▸ 出典:

歌舞伎には悪人が一人も出てこない演目が結構あって「引窓」も同様。

 

今回は、私が歌舞伎を見始めた当時のような大御所が若いお役を勤めて懐かしく嬉しい気分になりました。

若手の成長を願って若い役者に大役を任せることが増えてきたのは非常に喜ばしいことです。

でも、新歌舞伎座竣工前後に大御所が相次いで亡くなり、その後も馴染みの深い(一方的に)役者が病や他界で舞台に顔を見せなくなり、

最近は舞台のコクと言うか厚みがやや薄くなって寂しさを拭えぬことがありまして……。

 

「引窓」は二人の主役が登場する内容。

継子ながら母と円満な関係にある真面目な息子・与兵衛を梅玉、幼くして母と別れた実子で今や押しも押されぬ人気力士となった濡髪長五郎を松緑。

 

先ず、松緑@濡髪長五郎の立派な姿に目を見張りました。

身体が大きく、顔はいつものとおり文楽人形さながらのキリリとした美しさ。

こういうお役はやはり身体的特徴が合ってないと、どうしようもありません。

▸ 指示 1: 「引窓」の観劇記で、筆者が最近の舞台に寂しさを覚える理由を、本文に即して一〜三文で説明してください。
▸ 指示 2: 「引窓」の観劇記を、最後の文の後から書き進めてください。
データは参照しなくてかまいません。

▸ 表示情報:
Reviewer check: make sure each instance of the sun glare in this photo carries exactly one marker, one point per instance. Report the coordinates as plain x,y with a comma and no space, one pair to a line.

▸ 期待される出力 1: 新歌舞伎座の竣工前後に大御所が相次いで亡くなり、その後も馴染みの深い役者が病や他界で舞台に顔を見せなくなったからです。そのため、舞台のコクや厚みがやや薄くなったと感じています。

▸ 期待される出力 2:
 

小柄な役者にとっては辛いことでしょうが、松緑のようにいわゆる「ニン」に合っているにも関わらず、演技力で苦戦する役者も大変だと思います。

松緑襲名公演のときに花道で心無い客から「下手くそ子供だまし」とヤジが飛んだと歌舞伎仲間から聞いて「ひどすぎる!」と憤慨したものです。

決して器用な役者ではありませんが、常に全力で懸命に取り組んでいることが伝わってきて、つい肩入れしたくなります。

 

最近は色んなお役に挑戦して芸域を広げ、それに伴って菊五郎以外の大御所役者との共演も増えて一皮剥けた感があって頼もしい。

今月も人間国宝・梅玉とがっぷり四つに組んでの芝居ではないけれど、近くに居ながら姿を見せないお互いの心情を思いやる様子が素敵で

気がつくと涙をこぼしていた私。

 

与兵衛の女房・お早を扇雀が色街出身の艶っぽさを残しつつ、誠実で可憐な嫁を演じて可愛い。

キイキイした女房役が多いけれど、こういうしっとりしたお役もお似合いです。

 

与兵衛の義理の母・お幸@東蔵は泣きの演技に実感がこもっていて秀逸。

足元がやや危ういものの、実子・長五郎のピンチに精神的に参ってしまってフラフラになっているようでピンシャン歩いているより

よほど現実的だと思わせる、自身の年齢をも味方につける至芸に恐れ入りました。

 

濡髪の目印となる頬のホクロを剃刀で削り落そうとするものの、残酷な役目を姑と嫁の女二人が互いに押し付け合う姿もしつこくなくて良し。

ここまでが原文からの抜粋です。